## Text under study
Every time an adverse event occurs, it has the potential to leave a significant and lasting impact. No one expects themselves, or their loved one, to be placed at the risk of harm while in a healthcare setting and healthcare professionals work tirelessly to provide high standards of care for their patients, yet sadly adverse events can happen from time to time. Adverse events can happen for a variety of reasons, such as environmental or human factors, like understaffing or sheer exhaustion experienced by staff. And while these events can’t be eradicated entirely, what we can and must do is learn from each incident through a constructive review process. To do this, we are working with NHS boards and healthcare professionals across Scotland to standardise our approach to adverse events by revising the existing framework and ensuring that those involved in a review are treated with care and empathy, and, above all, that actions are put in place to reduce the risk of the incident reoccurring.
The main issue currently facing NHS boards when it comes to adverse event reviews is a lack of standardised approach based on best practice. As we work with healthcare practitioners to establish what this should look like, we keep seeing two key themes – that listening to patients and their families is essential if we want to understand what went wrong, and that clear, empathetic communication is fundamental if we want to provide them with the support they need as they move through what is unquestionably, an incredibly challenging time.
Understanding what patients, families and carers need
As a review takes place following an adverse event, the feedback from the majority of those involved is that they do not want to use the review to apportion blame. What they want is to receive an apology, understand what happened and get reassurance that it should not happen again. To do this, we must ensure that people are at the heart of each review, engaging with them from the outset. It is only by working with and listening to patients, families and carers that we can glean invaluable information that can inform the actions we put in place to prevent adverse events from reoccurring.

## Information shown
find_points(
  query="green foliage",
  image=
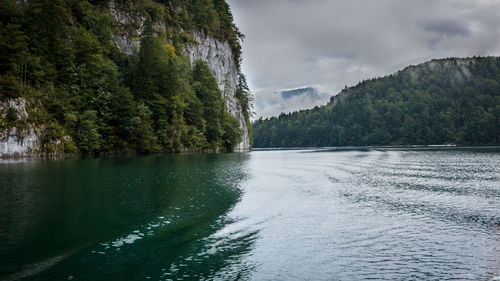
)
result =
(420, 105)
(60, 56)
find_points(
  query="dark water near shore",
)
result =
(331, 214)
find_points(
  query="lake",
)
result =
(322, 214)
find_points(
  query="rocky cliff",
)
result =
(217, 54)
(220, 60)
(14, 141)
(125, 22)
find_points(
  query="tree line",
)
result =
(87, 95)
(442, 101)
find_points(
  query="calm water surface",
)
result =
(330, 214)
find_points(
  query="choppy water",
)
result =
(331, 214)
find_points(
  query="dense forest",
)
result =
(90, 97)
(438, 102)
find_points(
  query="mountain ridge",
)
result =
(451, 100)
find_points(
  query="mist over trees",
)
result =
(439, 102)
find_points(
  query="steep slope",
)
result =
(442, 101)
(98, 77)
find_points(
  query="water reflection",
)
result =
(127, 218)
(346, 214)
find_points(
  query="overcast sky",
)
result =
(328, 44)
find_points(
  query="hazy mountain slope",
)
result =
(442, 101)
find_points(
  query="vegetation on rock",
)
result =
(442, 101)
(61, 56)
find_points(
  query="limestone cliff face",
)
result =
(16, 142)
(220, 61)
(215, 53)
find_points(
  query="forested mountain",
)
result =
(442, 101)
(99, 76)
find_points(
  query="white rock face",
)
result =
(13, 142)
(220, 61)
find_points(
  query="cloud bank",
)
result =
(328, 44)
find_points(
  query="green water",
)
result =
(122, 218)
(328, 214)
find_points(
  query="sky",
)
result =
(330, 44)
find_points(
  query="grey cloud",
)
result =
(329, 44)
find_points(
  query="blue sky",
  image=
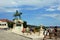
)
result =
(35, 12)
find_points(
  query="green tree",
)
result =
(17, 14)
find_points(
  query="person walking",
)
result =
(55, 32)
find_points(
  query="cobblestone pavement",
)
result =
(11, 36)
(5, 35)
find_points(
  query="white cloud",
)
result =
(35, 3)
(55, 16)
(51, 8)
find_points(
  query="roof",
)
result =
(5, 20)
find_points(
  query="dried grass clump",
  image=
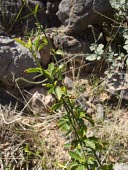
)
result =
(29, 142)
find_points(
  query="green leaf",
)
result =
(33, 70)
(75, 156)
(90, 144)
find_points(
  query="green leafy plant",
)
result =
(84, 151)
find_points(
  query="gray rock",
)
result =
(16, 16)
(39, 101)
(77, 15)
(121, 166)
(14, 60)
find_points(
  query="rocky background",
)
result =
(67, 25)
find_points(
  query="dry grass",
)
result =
(29, 142)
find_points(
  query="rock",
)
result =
(78, 15)
(29, 20)
(44, 54)
(14, 60)
(40, 101)
(8, 12)
(52, 8)
(120, 166)
(99, 112)
(16, 16)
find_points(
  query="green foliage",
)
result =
(83, 150)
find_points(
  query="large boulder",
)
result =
(77, 15)
(14, 60)
(16, 16)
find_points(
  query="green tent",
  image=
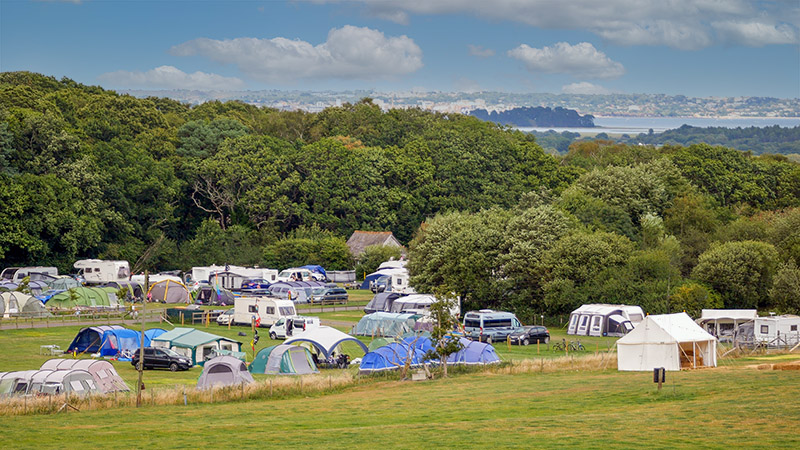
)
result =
(85, 297)
(283, 359)
(195, 344)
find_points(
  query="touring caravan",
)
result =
(103, 271)
(263, 311)
(604, 320)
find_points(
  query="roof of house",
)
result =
(360, 240)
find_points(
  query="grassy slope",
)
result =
(708, 408)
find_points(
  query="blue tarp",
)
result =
(124, 341)
(395, 355)
(314, 268)
(474, 352)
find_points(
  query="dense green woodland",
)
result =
(488, 214)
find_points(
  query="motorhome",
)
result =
(103, 271)
(263, 311)
(17, 274)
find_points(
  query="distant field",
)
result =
(712, 408)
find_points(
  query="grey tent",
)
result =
(105, 376)
(223, 371)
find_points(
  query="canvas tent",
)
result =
(89, 339)
(209, 295)
(169, 291)
(105, 376)
(385, 324)
(18, 304)
(325, 339)
(284, 360)
(671, 341)
(224, 371)
(382, 301)
(121, 343)
(198, 345)
(395, 355)
(85, 297)
(473, 353)
(604, 320)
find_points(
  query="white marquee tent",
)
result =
(671, 341)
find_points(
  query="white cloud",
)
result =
(755, 34)
(684, 24)
(169, 77)
(581, 60)
(584, 87)
(477, 50)
(349, 52)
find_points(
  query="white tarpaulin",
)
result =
(671, 341)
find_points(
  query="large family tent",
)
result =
(211, 295)
(671, 341)
(473, 353)
(604, 320)
(198, 345)
(395, 355)
(85, 297)
(105, 376)
(224, 371)
(382, 301)
(121, 343)
(169, 291)
(19, 304)
(325, 339)
(284, 359)
(385, 324)
(89, 339)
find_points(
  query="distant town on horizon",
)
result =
(632, 105)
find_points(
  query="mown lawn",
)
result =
(712, 408)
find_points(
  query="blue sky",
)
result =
(696, 48)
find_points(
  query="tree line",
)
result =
(488, 215)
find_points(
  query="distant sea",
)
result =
(636, 125)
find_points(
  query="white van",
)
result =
(103, 271)
(299, 324)
(265, 311)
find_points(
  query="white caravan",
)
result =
(263, 311)
(103, 271)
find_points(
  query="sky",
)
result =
(697, 48)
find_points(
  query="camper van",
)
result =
(298, 325)
(17, 274)
(103, 271)
(264, 311)
(490, 326)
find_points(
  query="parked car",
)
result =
(530, 335)
(226, 317)
(329, 295)
(162, 358)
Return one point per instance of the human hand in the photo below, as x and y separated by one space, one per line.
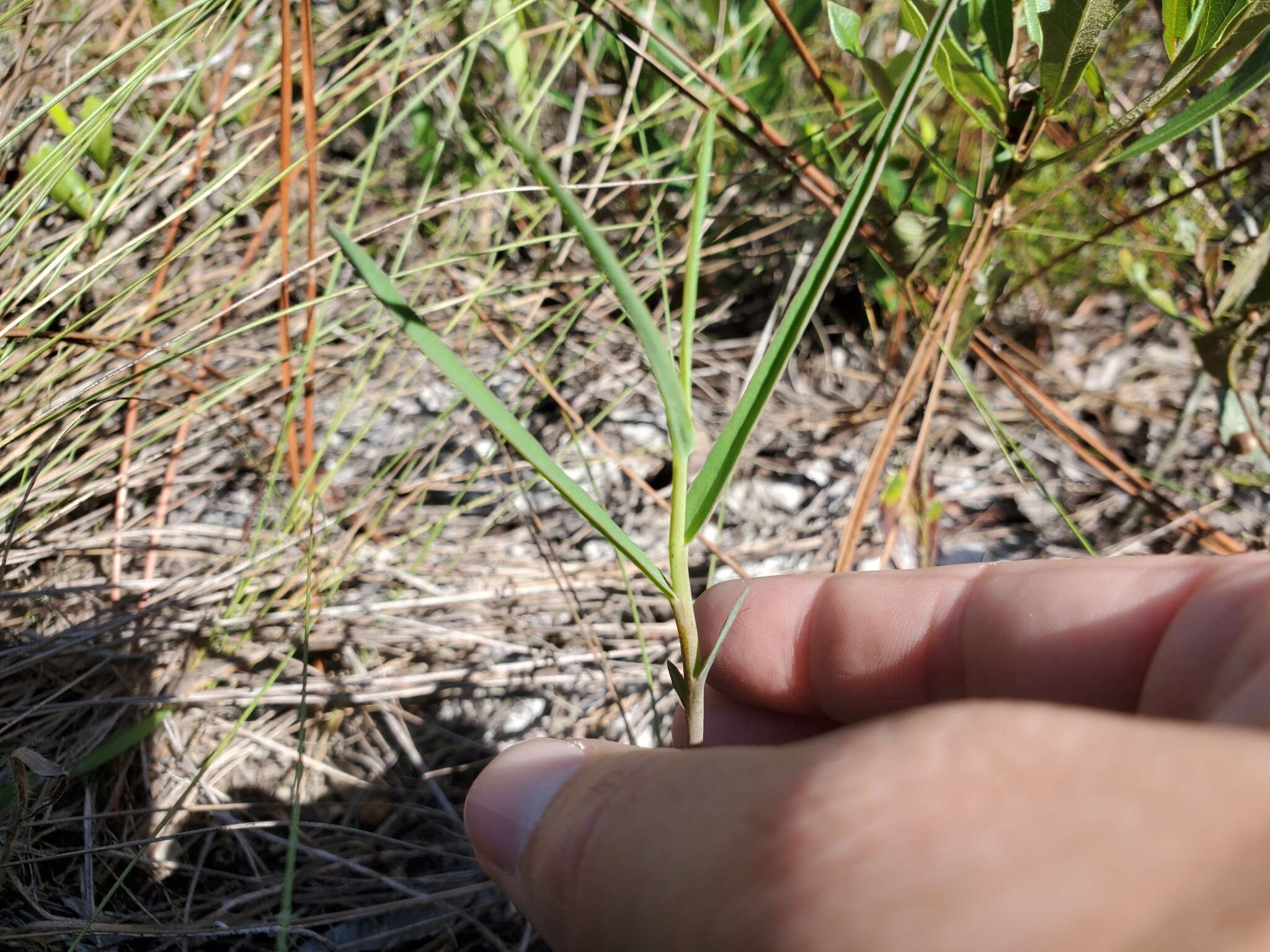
910 816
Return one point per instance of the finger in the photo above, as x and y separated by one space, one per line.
988 827
855 645
729 724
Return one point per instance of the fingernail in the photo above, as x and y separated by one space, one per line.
511 794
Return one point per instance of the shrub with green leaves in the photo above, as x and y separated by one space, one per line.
693 499
1010 71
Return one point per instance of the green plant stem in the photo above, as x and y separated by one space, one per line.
685 619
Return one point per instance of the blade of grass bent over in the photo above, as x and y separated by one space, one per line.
659 359
727 450
493 410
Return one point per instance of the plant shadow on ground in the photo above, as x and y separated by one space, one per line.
383 860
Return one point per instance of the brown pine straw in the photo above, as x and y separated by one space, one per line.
145 338
196 387
822 190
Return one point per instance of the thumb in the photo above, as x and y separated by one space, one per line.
610 847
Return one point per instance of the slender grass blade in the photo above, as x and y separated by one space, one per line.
727 450
493 410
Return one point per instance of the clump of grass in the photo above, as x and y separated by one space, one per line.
691 499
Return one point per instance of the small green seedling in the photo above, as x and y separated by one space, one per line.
691 500
69 190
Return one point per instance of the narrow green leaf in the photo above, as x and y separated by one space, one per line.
493 410
1212 18
69 188
1011 450
959 74
1033 9
727 450
693 260
997 20
1254 71
1192 68
681 690
61 118
1094 81
1250 263
117 744
845 29
878 79
1071 30
704 668
659 359
102 148
1135 271
1176 15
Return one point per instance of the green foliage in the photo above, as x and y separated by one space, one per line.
677 418
704 667
997 22
69 188
493 410
959 73
727 450
1175 17
845 27
1071 32
1251 74
100 149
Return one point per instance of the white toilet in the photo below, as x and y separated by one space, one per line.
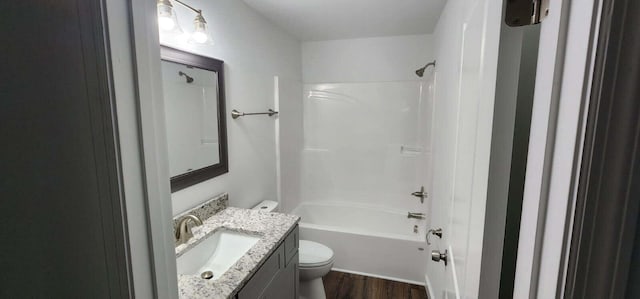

## Study questions
**A)** In the text on adverse event reviews, what do most of those involved in a review say they want from it?
**B)** Write the next part of the text on adverse event reviews, picking up after its last paragraph.

## Results by task
**A)** They want an apology, an understanding of what happened, and reassurance that it should not happen again.

**B)**
As part of our work with medical professionals across Scotland, we are also learning that families and carers want greater clarity. Many feedback that the reports they receive upon the completion of a review is very clinical, full of medical jargon that can be difficult to understand. It can be easy for medical professionals to hone in on the technicalities and the science involved, forgetting that families of those involved are looking for compassion and a clear, straightforward explanation that will help them understand what happened and support them in coming to terms with it.
So, what can we do going forward? We must listen to our patients, their families and carers – that much is clear. We already know that NHS boards across Scotland are paying attention – an unprecedented number of healthcare professionals has expressed interest in receiving compassionate communications training, while examples of outstanding care are reported by patients across the board. It is also paramount that we never forget that people are at the heart of everything we do and that their needs should be placed at the centre of how we shape and improve our health services.
Community engagement is a core part of what we do at Healthcare Improvement Scotland, working with the NHS, our partners and patients to make sure that real human experiences and opinions shape national policy.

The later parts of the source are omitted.